> WORK TO COMPLETE: From the first record to the last, write each one out again exactly.

> RECORDS:
• • • • • • •
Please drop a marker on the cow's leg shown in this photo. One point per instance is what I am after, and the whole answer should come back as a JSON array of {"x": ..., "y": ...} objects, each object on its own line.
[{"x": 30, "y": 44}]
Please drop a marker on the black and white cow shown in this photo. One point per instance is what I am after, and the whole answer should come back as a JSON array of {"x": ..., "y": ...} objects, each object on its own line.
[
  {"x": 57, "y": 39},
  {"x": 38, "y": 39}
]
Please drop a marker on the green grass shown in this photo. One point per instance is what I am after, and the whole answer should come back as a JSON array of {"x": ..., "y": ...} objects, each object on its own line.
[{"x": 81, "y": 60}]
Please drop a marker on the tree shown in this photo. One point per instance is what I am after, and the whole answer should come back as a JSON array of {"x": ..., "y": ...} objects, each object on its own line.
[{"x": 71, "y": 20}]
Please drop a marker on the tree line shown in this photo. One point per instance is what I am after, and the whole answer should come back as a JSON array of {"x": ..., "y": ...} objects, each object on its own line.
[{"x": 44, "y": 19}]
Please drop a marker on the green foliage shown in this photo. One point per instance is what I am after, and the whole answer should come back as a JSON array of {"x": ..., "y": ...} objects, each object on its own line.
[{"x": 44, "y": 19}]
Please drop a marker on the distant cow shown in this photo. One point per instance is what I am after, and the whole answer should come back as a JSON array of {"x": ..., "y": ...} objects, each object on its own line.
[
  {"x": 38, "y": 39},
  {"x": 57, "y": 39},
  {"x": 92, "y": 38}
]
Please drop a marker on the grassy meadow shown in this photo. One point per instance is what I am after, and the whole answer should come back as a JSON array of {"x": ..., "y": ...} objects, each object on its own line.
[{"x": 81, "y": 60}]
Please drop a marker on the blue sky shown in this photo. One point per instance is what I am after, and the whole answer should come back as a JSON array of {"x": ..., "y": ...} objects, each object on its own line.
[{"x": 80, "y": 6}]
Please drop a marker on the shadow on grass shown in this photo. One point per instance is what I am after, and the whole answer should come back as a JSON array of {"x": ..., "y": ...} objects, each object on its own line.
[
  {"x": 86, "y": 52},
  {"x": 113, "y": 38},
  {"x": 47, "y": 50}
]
• • • • • • •
> SOLVED EXERCISE:
Please drop a marker on the cow's leg shown in this photo. One point per instance is what I am after, and the whole answer should come back as a JSON array of {"x": ..., "y": ...} objects, each object on its own line.
[{"x": 30, "y": 44}]
Please drop a marker on the black and white cow shown in this photo. One point per instance is what I am after, and the whole answer should come back as a JSON array of {"x": ..., "y": ...} objects, each object on its own line.
[
  {"x": 57, "y": 39},
  {"x": 38, "y": 39}
]
Please drop a marker on the green grass shown in this photo. One point per instance is what I am after, and the whole answer should come back as a JSON array of {"x": ..., "y": ...} objects, each object on its own line.
[{"x": 81, "y": 60}]
Please drop a marker on the tree shown in this photo. One point per instance is what I am after, and the whole answer should come back as a JSON array of {"x": ..., "y": ...} objects, each object on its own line.
[{"x": 71, "y": 20}]
Please drop a marker on the tree line shown in this photo. One point per instance is what I am after, and the whole answer should come back as a JSON array of {"x": ..., "y": ...} objects, each object on its own line.
[{"x": 44, "y": 19}]
Please drop a marker on the green foliage shown in this photo. One point per instance is what I am after, and the whole answer should come back as a JSON array of {"x": ..., "y": ...} objects, each object on its own line.
[{"x": 44, "y": 19}]
Please drop a marker on the distant cow shown in this photo. One point per instance is what I am after, and the whole answer should come back as a JSON array of {"x": ..., "y": ...} objects, each object on its own line.
[
  {"x": 38, "y": 39},
  {"x": 57, "y": 39},
  {"x": 92, "y": 38}
]
Please drop a marker on the grassy meadow shown in this photo. One point per instance is what I am after, and the whole answer should come back as a JSON array of {"x": ..., "y": ...} objects, each object on its own line.
[{"x": 81, "y": 60}]
Please drop a marker on the blue sky shown in this photo. One point per instance is what I am after, and the whole answer should come back as a JSON array of {"x": ..., "y": ...} objects, each object on its own line.
[{"x": 80, "y": 6}]
Please drop a marker on the shadow on grass shown in this photo. One point per instance is what I am after, and the whole answer should come back as a JSON array of {"x": ..., "y": ...} objects, each object on its own line.
[
  {"x": 86, "y": 52},
  {"x": 113, "y": 38},
  {"x": 47, "y": 50}
]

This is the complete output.